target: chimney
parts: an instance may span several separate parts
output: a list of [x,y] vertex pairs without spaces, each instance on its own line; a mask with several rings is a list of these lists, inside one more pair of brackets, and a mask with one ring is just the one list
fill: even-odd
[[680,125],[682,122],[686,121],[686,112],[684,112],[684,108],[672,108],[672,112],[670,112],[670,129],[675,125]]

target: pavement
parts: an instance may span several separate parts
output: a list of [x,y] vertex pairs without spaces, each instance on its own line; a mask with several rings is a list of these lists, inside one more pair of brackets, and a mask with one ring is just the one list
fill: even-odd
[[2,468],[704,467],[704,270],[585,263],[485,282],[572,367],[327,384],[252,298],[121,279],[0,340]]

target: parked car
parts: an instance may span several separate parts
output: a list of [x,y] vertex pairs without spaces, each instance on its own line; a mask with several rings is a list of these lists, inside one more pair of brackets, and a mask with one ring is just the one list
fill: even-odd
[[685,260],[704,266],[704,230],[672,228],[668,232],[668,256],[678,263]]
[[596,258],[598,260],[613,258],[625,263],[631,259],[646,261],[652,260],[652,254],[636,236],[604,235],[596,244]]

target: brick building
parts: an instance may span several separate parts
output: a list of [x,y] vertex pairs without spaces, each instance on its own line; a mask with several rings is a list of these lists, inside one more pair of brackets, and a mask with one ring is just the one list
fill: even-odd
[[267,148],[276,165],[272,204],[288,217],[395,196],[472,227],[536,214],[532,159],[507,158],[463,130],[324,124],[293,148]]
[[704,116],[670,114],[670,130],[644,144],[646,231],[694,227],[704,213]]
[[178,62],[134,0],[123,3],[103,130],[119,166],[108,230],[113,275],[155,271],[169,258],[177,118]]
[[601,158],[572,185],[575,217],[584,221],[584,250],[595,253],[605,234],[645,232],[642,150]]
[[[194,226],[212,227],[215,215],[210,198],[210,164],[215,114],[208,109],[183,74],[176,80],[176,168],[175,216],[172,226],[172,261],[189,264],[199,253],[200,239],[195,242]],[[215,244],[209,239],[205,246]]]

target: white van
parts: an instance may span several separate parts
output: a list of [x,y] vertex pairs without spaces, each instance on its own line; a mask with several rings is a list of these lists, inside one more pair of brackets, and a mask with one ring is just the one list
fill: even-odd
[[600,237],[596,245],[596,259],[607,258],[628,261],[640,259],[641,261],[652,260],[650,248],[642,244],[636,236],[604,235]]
---+---
## Challenge
Rewrite all the records above, replacing "even-odd" with "nonzero" everywhere and leaving everything else the same.

## Complete output
target: chimney
parts: an instance may span several separate parts
output: a list of [x,y] vertex pairs without spaces, each instance on its own line; a mask with several rings is a list of these lists, inside one more pair of brackets, and a mask with one ring is just the one list
fill: nonzero
[[680,125],[682,122],[686,121],[686,112],[684,112],[684,108],[672,108],[672,112],[670,112],[670,129],[675,125]]

target: pavement
parts: an instance may span several separate parts
output: a list of [x,y] vertex pairs without spaces, each instance on its own line; a mask with several rings is a list of these lists, inside one more pair of brackets, and a mask with one ring is just the one list
fill: nonzero
[[2,468],[704,467],[704,270],[585,263],[485,282],[572,367],[327,384],[252,298],[121,279],[0,340]]

target: parked car
parts: an instance may span several separate parts
output: a list of [x,y] vertex pairs without spaces, each instance on its own line; a mask with several rings is a list of these lists, inside one more pair of brackets, and a mask with one ring is just the one list
fill: nonzero
[[685,260],[704,266],[704,230],[672,228],[668,232],[668,256],[678,263]]
[[596,258],[598,260],[613,258],[625,263],[631,259],[646,261],[652,260],[652,254],[636,236],[604,235],[596,244]]

target: brick building
parts: an instance may span several separate parts
output: a list of [x,y] vertex pairs without spaces, each instance on its own line; a mask with several rings is a list of these lists, inside one more pair of brackets, and a mask with one ring is just the one list
fill: nonzero
[[267,148],[276,165],[272,204],[288,217],[395,196],[472,227],[536,214],[532,159],[507,158],[463,130],[324,124],[293,148]]
[[704,116],[670,114],[670,130],[644,144],[646,231],[694,227],[704,213]]
[[178,62],[134,0],[123,3],[103,130],[119,166],[108,230],[113,275],[155,271],[169,258],[177,118]]
[[601,158],[572,185],[575,217],[584,221],[584,250],[595,253],[605,234],[645,232],[642,150]]
[[[194,226],[212,227],[215,215],[210,198],[210,164],[215,114],[208,109],[183,74],[176,80],[176,168],[175,216],[172,226],[172,261],[189,264],[199,253],[200,239],[195,242]],[[215,244],[209,239],[205,246]]]

target: white van
parts: an instance may span several separate parts
output: a list of [x,y] vertex pairs without spaces, each instance on its own line; a mask with several rings is a list of these lists, inside one more pair of brackets, and a mask with one ring is just the one list
fill: nonzero
[[600,237],[596,245],[596,259],[607,258],[628,261],[640,259],[641,261],[652,260],[650,248],[642,244],[636,236],[604,235]]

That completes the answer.